Se há dificuldade de provar o assédio no curso de um processo judicial, que geralmente é instaurado quando a suposta vítima de assédio já não mais trabalha na mesma empresa que o suposto assediador, imagine-se quão maiores podem ser os obstáculos para fazê-lo ainda durante o contrato de trabalho, em que vítima e algoz convivem diariamente...

4/11/2002

 

Prova de assédio em juízo: o dever de punir após o trânsito em julgado

Mário Gonçalves Júnior*

Duas espécies de assédio, relativamente comuns no ambiente de trabalho, têm estado em pauta ultimamente nos processos que tramitam perante a Justiça: o assédio sexual e o assédio moral.

O assédio sexual, segundo Ernesto Lippman (Assédio Sexual nas Relações de Trabalho, LTr, São Paulo, 2001) é o "pedido de favores sexuais pelo superior hierárquico, com promessa de tratamento diferenciado em caso de aceitação e/ou ameaças, ou atitudes concretas de represálias no caso de recusa, como a perda do emprego, ou de benefícios".

O flerte ou a popular "cantada" não configuram assédio sexual, havendo decisões da Justiça do Trabalho até mesmo no sentido de que "frase grosseira do superior hierárquico, com conotação sexual, não configura hipótese de assédio" (TRT 2a. região, Ac. 029800738984, julg. 11.2.1998, publ. em 27.2.1998, obtido no site

www.trt02.gov.br).

Em doutrina de Direto do Trabalho também não há mais controvérsia quanto a isto. Dárcio Guimarães de Andrade ("Assédio Sexual no Trabalho", in RJTE 172/35) diferencia: "a simples intenção sexual, o intuito de sedução do companheiro de trabalho, superior, ou inferior hierárquico, não constitui assédio. É o caso de um inofensivo galanteio, de um elogio, ou mesmo namoro entre colegas de serviço, desde que não haja utilização do posto ocupado, como instrumento de facilitação" (...). "Necessária será a intenção de traficar, de valer-se do posto funcional como um atrativo, ou como instrumento de extorsão de privilégio, ou de vantagens indevidas", concorda Luiz Carlos Amorim Robortella ("Assédio Sexual e Dano Moral nas Relações de Trabalho", III Ciclo de Estudos de Direito do Trabalho, IBCB, 1997, p. 158).
※ ※ ※
ENUNCIADO ESCRITO 1: Segundo o texto sobre assédio, por que provar o assédio ainda durante o contrato de trabalho pode ser mais difícil do que no curso de um processo judicial? Responda em até três frases.
Os registros não têm relação alguma com o texto sobre assédio.
※ ※ ※
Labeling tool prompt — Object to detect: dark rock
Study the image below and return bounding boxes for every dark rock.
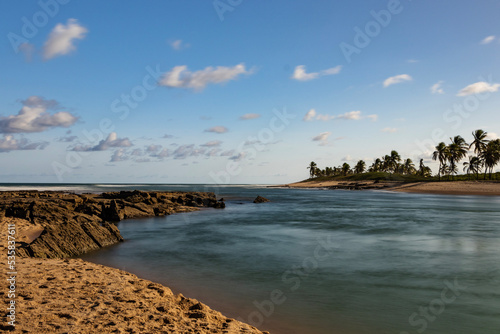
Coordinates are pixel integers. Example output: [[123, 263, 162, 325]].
[[253, 196, 271, 203], [0, 191, 225, 258]]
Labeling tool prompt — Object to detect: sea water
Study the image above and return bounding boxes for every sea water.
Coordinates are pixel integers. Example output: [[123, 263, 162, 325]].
※ ※ ※
ENUNCIADO ESCRITO 2: Duplique todos os registros acima, linha por linha, sem incluir as imagens na resposta.

RESPOSTA DO EXERCÍCIO 1: Durante o contrato de trabalho, vítima e algoz convivem diariamente, o que aumenta os obstáculos para provar o assédio. Já o processo judicial geralmente é instaurado quando a suposta vítima não trabalha mais na mesma empresa que o suposto assediador.

RESPOSTA DO EXERCÍCIO 2:
Labeling tool prompt — Object to detect: dark rock
Study the image below and return bounding boxes for every dark rock.
Coordinates are pixel integers. Example output: [[123, 263, 162, 325]].
[[253, 196, 271, 203], [0, 191, 225, 258]]
Labeling tool prompt — Object to detect: sea water
Study the image above and return bounding boxes for every sea water.
Coordinates are pixel integers. Example output: [[123, 263, 162, 325]].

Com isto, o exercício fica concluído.